| Task prompt |
Could you convert the listing, from its start through the line containing "box: [0, 0, 400, 600]", into a JSON list of strings with one string per line and no blank lines? Leave any pictures out.

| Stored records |
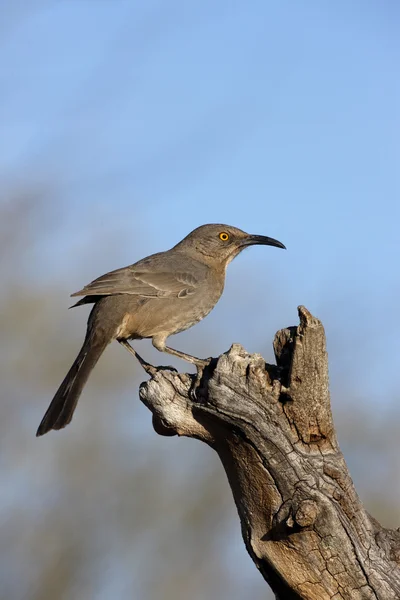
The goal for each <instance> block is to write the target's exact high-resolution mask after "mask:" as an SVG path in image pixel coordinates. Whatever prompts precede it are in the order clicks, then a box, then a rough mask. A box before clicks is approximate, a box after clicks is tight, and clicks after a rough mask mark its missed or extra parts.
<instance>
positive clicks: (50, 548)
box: [0, 0, 400, 600]
mask: <svg viewBox="0 0 400 600" xmlns="http://www.w3.org/2000/svg"><path fill="white" fill-rule="evenodd" d="M399 15H400V8H399V5H398V4H397V3H394V2H372V1H368V0H364V1H363V2H361V1H360V2H357V1H356V2H352V3H348V2H344V1H341V0H337V1H336V2H335V3H326V2H320V1H318V2H317V1H309V0H307V1H306V2H302V3H298V2H294V1H289V0H282V1H280V2H278V1H275V2H270V1H265V0H263V1H261V0H260V1H256V0H250V1H249V2H228V1H227V0H221V1H220V2H217V3H215V2H211V0H203V1H202V2H197V1H190V2H184V1H183V0H181V1H172V2H168V3H164V2H161V1H160V2H157V1H153V0H151V1H149V2H147V3H143V2H135V1H133V2H132V1H127V0H126V1H122V0H114V1H111V0H86V1H84V0H69V1H66V0H64V1H62V0H57V1H56V0H54V1H51V0H32V1H31V2H30V3H29V4H28V3H24V2H11V1H6V2H3V3H2V4H1V7H0V31H1V38H0V47H1V53H0V90H1V100H0V104H1V111H0V134H1V142H2V143H1V145H0V183H1V185H0V252H1V262H0V269H1V273H0V274H1V281H2V285H1V287H0V337H1V346H0V353H1V360H0V379H1V386H0V394H1V405H0V411H1V412H0V415H1V417H0V428H1V431H0V446H1V450H0V475H1V486H0V524H1V538H0V555H1V559H0V598H1V599H3V598H4V599H7V600H20V599H21V600H22V599H24V600H55V599H57V600H58V599H61V600H76V599H79V600H82V599H84V600H92V599H96V600H108V599H111V598H113V599H114V598H134V599H135V600H160V599H162V600H169V599H172V598H174V599H175V598H190V599H192V600H210V599H211V600H213V599H216V598H218V599H228V598H229V599H230V600H242V599H243V598H247V597H251V598H253V599H254V600H258V599H260V600H261V599H266V598H271V597H272V596H271V594H270V592H269V590H268V588H267V586H266V584H264V581H263V580H262V578H261V576H260V575H259V573H258V572H257V570H256V568H255V567H254V566H253V564H252V562H251V560H250V558H249V557H248V556H247V554H246V551H245V549H244V545H243V542H242V540H241V534H240V525H239V521H238V518H237V515H236V510H235V507H234V503H233V499H232V497H231V493H230V490H229V486H228V484H227V481H226V478H225V474H224V472H223V469H222V466H221V465H220V464H219V462H218V459H217V456H216V455H215V454H214V453H213V452H212V451H211V450H210V449H208V448H207V447H206V446H205V445H202V444H200V443H198V442H195V441H193V440H185V439H176V438H161V437H158V436H157V435H156V434H155V433H154V432H153V430H152V426H151V416H150V414H149V412H148V411H147V410H146V409H145V408H144V407H143V406H142V405H141V403H140V402H139V398H138V385H139V383H140V381H142V380H143V377H144V375H143V372H142V371H141V370H140V369H139V368H138V365H137V364H136V362H135V361H134V360H133V359H132V358H131V357H130V356H129V355H128V353H127V352H125V351H124V350H123V349H122V348H120V347H119V346H118V344H114V345H112V346H110V347H109V348H108V349H107V351H106V352H105V354H104V356H103V357H102V358H101V360H100V362H99V364H98V366H97V368H96V369H95V371H94V373H93V376H92V377H91V379H90V381H89V383H88V385H87V387H86V388H85V391H84V394H83V396H82V398H81V401H80V403H79V406H78V409H77V412H76V415H75V417H74V420H73V422H72V424H71V425H70V426H69V427H68V428H67V429H66V430H64V431H62V432H56V433H50V434H49V435H46V436H45V437H44V438H41V439H36V438H35V431H36V428H37V426H38V424H39V422H40V420H41V418H42V416H43V413H44V411H45V409H46V408H47V406H48V403H49V402H50V400H51V398H52V396H53V394H54V392H55V390H56V388H57V386H58V385H59V383H60V381H61V380H62V378H63V377H64V375H65V373H66V371H67V370H68V368H69V367H70V364H71V363H72V361H73V359H74V358H75V355H76V353H77V351H78V350H79V347H80V344H81V341H82V337H83V335H84V329H85V324H86V319H87V313H88V309H87V308H86V307H83V308H80V309H74V310H73V311H68V310H67V308H68V306H69V305H70V304H71V303H72V301H71V299H70V298H69V294H70V293H72V292H74V291H76V290H78V289H80V288H81V287H82V286H83V285H84V284H85V283H88V282H89V281H91V280H92V279H94V278H95V277H97V276H99V275H101V274H103V273H105V272H106V271H108V270H111V269H114V268H117V267H120V266H124V265H127V264H130V263H132V262H134V261H136V260H138V259H139V258H141V257H143V256H145V255H147V254H150V253H152V252H156V251H159V250H164V249H167V248H169V247H171V246H172V245H173V244H175V243H176V242H177V241H179V240H180V239H181V238H182V237H183V236H184V235H186V234H187V233H188V232H189V231H190V230H191V229H193V228H194V227H196V226H198V225H200V224H202V223H206V222H227V223H230V224H232V225H236V226H238V227H241V228H243V229H245V230H247V231H250V232H253V233H262V234H266V235H270V236H272V237H275V238H278V239H280V240H282V242H283V243H285V244H286V245H287V248H288V250H287V251H286V252H279V251H277V250H275V249H273V248H253V249H252V250H251V251H249V252H247V253H244V254H243V255H242V256H240V258H238V259H237V261H235V262H234V263H233V264H232V265H231V266H230V267H229V271H228V279H227V285H226V291H225V294H224V297H223V298H222V300H221V301H220V303H219V304H218V306H217V307H216V309H215V310H214V311H213V313H212V314H211V315H210V316H209V317H208V318H207V319H206V320H204V321H203V322H202V323H200V324H199V325H198V326H197V327H196V328H193V329H191V330H189V331H187V332H185V333H183V334H181V335H179V336H178V337H177V338H176V339H174V344H175V346H176V347H178V348H179V349H182V350H185V351H187V352H190V353H193V354H195V355H198V356H202V355H203V356H209V355H214V356H217V355H218V354H219V353H221V352H223V351H225V350H227V349H228V348H229V346H230V344H231V343H232V342H240V343H242V344H243V345H244V346H245V347H246V349H247V350H249V351H251V352H261V353H262V354H263V355H264V356H265V358H266V359H267V360H270V361H272V360H273V354H272V339H273V335H274V333H275V331H276V330H277V329H280V328H281V327H285V326H288V325H295V324H297V313H296V307H297V305H298V304H305V305H306V306H307V307H308V308H309V309H310V310H311V311H312V312H313V313H314V314H315V315H316V316H318V317H319V318H321V319H322V320H323V323H324V325H325V328H326V333H327V339H328V350H329V357H330V375H331V391H332V406H333V412H334V417H335V422H336V426H337V431H338V436H339V440H340V443H341V447H342V449H343V451H344V453H345V456H346V459H347V461H348V464H349V467H350V470H351V473H352V476H353V478H354V481H355V484H356V486H357V489H358V491H359V494H360V496H361V499H362V500H363V502H364V503H365V505H366V507H367V509H368V510H369V511H370V512H371V513H372V514H373V515H374V516H375V517H376V518H378V519H379V520H381V521H382V523H383V524H384V525H387V526H391V527H397V526H399V525H400V523H399V521H400V509H399V503H398V499H399V497H400V484H399V481H400V479H399V470H400V459H399V456H400V454H399V436H398V429H399V420H400V410H399V390H398V383H397V377H396V373H397V372H398V365H399V359H400V352H399V344H398V339H399V334H400V326H399V318H398V307H399V292H400V277H399V270H398V264H399V258H400V241H399V234H398V223H399V217H400V204H399V191H400V185H399V170H398V164H399V158H400V157H399V141H398V140H399V139H400V136H399V134H400V131H399V130H400V128H399V105H400V104H399V100H400V97H399V96H400V95H399V87H400V84H399V79H398V76H397V72H398V64H399V58H400V56H399V54H400V52H399V50H400V47H399V40H398V28H399ZM136 347H137V348H138V350H139V351H140V353H141V354H143V356H144V357H145V358H147V359H148V360H150V361H152V362H154V363H157V362H161V363H163V361H164V362H165V359H164V358H162V357H160V355H159V353H157V352H156V351H155V350H154V349H153V348H152V347H151V344H149V343H148V342H147V341H143V342H140V344H137V345H136ZM172 362H173V364H175V366H177V367H178V368H179V369H181V370H186V369H187V368H188V366H187V365H186V364H184V363H181V362H179V361H175V362H174V361H172Z"/></svg>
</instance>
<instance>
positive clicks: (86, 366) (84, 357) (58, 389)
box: [36, 335, 110, 437]
mask: <svg viewBox="0 0 400 600" xmlns="http://www.w3.org/2000/svg"><path fill="white" fill-rule="evenodd" d="M109 341H110V340H107V339H97V338H93V337H92V336H91V335H88V336H87V338H86V340H85V342H84V344H83V346H82V349H81V351H80V352H79V354H78V356H77V357H76V359H75V361H74V363H73V365H72V367H71V368H70V370H69V371H68V373H67V375H66V376H65V378H64V380H63V382H62V384H61V385H60V387H59V388H58V390H57V392H56V394H55V396H54V398H53V400H52V401H51V403H50V406H49V408H48V409H47V411H46V414H45V415H44V417H43V419H42V422H41V423H40V425H39V427H38V430H37V432H36V436H37V437H39V436H41V435H44V434H45V433H47V432H48V431H50V430H51V429H63V427H65V426H66V425H68V423H70V421H71V419H72V416H73V414H74V411H75V408H76V405H77V403H78V400H79V396H80V395H81V393H82V390H83V387H84V385H85V383H86V381H87V380H88V377H89V375H90V373H91V371H92V369H93V368H94V366H95V365H96V363H97V361H98V360H99V358H100V356H101V355H102V353H103V352H104V350H105V348H106V346H107V345H108V343H109Z"/></svg>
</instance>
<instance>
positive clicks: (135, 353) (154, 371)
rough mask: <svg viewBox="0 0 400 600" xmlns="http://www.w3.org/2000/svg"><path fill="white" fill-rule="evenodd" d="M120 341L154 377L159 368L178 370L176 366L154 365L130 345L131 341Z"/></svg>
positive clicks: (147, 370)
mask: <svg viewBox="0 0 400 600" xmlns="http://www.w3.org/2000/svg"><path fill="white" fill-rule="evenodd" d="M118 341H119V343H120V344H121V346H123V347H124V348H126V349H127V350H128V352H130V353H131V354H133V356H135V357H136V358H137V360H138V361H139V362H140V364H141V365H142V367H143V369H144V370H145V371H146V373H148V374H149V375H151V376H152V377H153V376H154V375H155V374H156V373H157V371H158V370H159V369H169V370H170V371H176V369H174V367H154V366H153V365H151V364H150V363H148V362H147V360H144V358H142V357H141V356H140V354H138V353H137V352H136V350H135V349H134V348H132V346H131V345H130V343H129V342H128V341H127V340H118Z"/></svg>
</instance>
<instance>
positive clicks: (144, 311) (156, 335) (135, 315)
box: [36, 225, 285, 436]
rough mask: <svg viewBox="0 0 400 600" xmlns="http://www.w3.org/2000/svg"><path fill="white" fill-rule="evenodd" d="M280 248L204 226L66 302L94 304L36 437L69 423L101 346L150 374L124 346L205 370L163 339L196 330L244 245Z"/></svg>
mask: <svg viewBox="0 0 400 600" xmlns="http://www.w3.org/2000/svg"><path fill="white" fill-rule="evenodd" d="M253 244H264V245H268V246H277V247H278V248H285V246H284V245H283V244H281V242H278V241H277V240H274V239H272V238H269V237H266V236H262V235H249V234H248V233H245V232H244V231H241V230H240V229H236V228H235V227H231V226H229V225H203V226H201V227H198V228H197V229H195V230H194V231H192V232H191V233H189V235H188V236H186V237H185V238H184V239H183V240H182V241H181V242H179V244H177V245H176V246H174V247H173V248H171V250H167V251H166V252H159V253H157V254H153V255H152V256H148V257H147V258H144V259H142V260H140V261H139V262H137V263H135V264H134V265H131V266H129V267H124V268H123V269H117V270H116V271H111V273H107V274H106V275H103V276H102V277H99V278H98V279H95V280H94V281H93V282H92V283H89V285H87V286H86V287H84V288H83V289H82V290H81V291H79V292H76V293H75V294H72V296H84V297H83V298H82V299H81V300H79V301H78V302H77V303H76V304H74V306H80V305H82V304H89V303H91V304H94V306H93V308H92V311H91V313H90V316H89V319H88V325H87V331H86V337H85V341H84V343H83V346H82V349H81V351H80V352H79V354H78V356H77V358H76V359H75V362H74V364H73V365H72V367H71V369H70V370H69V371H68V373H67V375H66V377H65V379H64V381H63V382H62V384H61V385H60V387H59V388H58V390H57V392H56V395H55V396H54V398H53V400H52V402H51V404H50V406H49V408H48V409H47V412H46V414H45V415H44V417H43V420H42V422H41V423H40V425H39V428H38V430H37V434H36V435H37V436H40V435H43V434H45V433H47V432H48V431H50V429H62V428H63V427H65V426H66V425H68V423H69V422H70V421H71V419H72V415H73V413H74V410H75V408H76V404H77V402H78V399H79V396H80V394H81V392H82V389H83V387H84V385H85V383H86V381H87V379H88V377H89V375H90V373H91V371H92V369H93V367H94V366H95V364H96V363H97V361H98V360H99V358H100V356H101V354H102V353H103V351H104V350H105V348H106V346H107V345H108V344H109V343H110V342H111V341H112V340H117V341H118V342H119V343H120V344H122V345H123V346H124V347H125V348H127V350H129V352H131V353H132V354H134V355H135V356H136V358H137V359H138V360H139V361H140V363H141V365H142V366H143V368H144V369H145V370H146V371H147V372H148V373H150V374H153V373H154V372H155V371H156V367H153V366H152V365H150V364H149V363H147V362H146V361H144V360H143V359H142V358H141V357H140V356H139V355H138V354H137V352H136V351H135V350H134V349H133V348H132V346H130V344H129V343H128V340H129V339H143V338H151V340H152V342H153V346H155V347H156V348H157V350H160V351H161V352H168V353H169V354H172V355H173V356H178V357H179V358H182V359H184V360H187V361H189V362H191V363H193V364H195V365H196V366H197V368H198V369H202V368H204V366H205V365H206V364H208V361H206V360H202V359H200V358H196V357H194V356H190V355H189V354H185V353H184V352H179V351H178V350H174V349H173V348H169V347H168V346H166V344H165V342H166V339H167V338H168V337H169V336H170V335H173V334H174V333H179V332H180V331H184V330H185V329H188V328H189V327H191V326H192V325H195V324H196V323H198V322H199V321H201V319H203V318H204V317H205V316H206V315H208V313H209V312H210V311H211V310H212V309H213V308H214V306H215V305H216V303H217V302H218V300H219V298H220V297H221V294H222V292H223V289H224V283H225V271H226V267H227V265H228V264H229V263H230V261H231V260H232V259H233V258H235V256H237V255H238V254H239V252H241V251H242V250H244V248H247V247H248V246H251V245H253Z"/></svg>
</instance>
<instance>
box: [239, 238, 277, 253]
mask: <svg viewBox="0 0 400 600" xmlns="http://www.w3.org/2000/svg"><path fill="white" fill-rule="evenodd" d="M256 244H260V245H262V246H276V247H277V248H283V249H284V250H286V246H284V245H283V244H282V242H278V240H274V238H270V237H267V236H266V235H249V236H248V237H247V238H246V239H245V240H243V245H244V246H254V245H256Z"/></svg>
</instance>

| Task solution |
[
  "The goal for each <instance> block is to write the target's exact high-resolution mask after \"mask:\" as an SVG path in image pixel coordinates. Whatever prompts precede it are in the order clicks, then a box, then a rough mask. A box before clicks is approximate, a box after clicks is tight, and clicks after a rough mask mark its missed or extra parts.",
  "<instance>",
  "positive clicks: (50, 548)",
  "box: [0, 0, 400, 600]"
]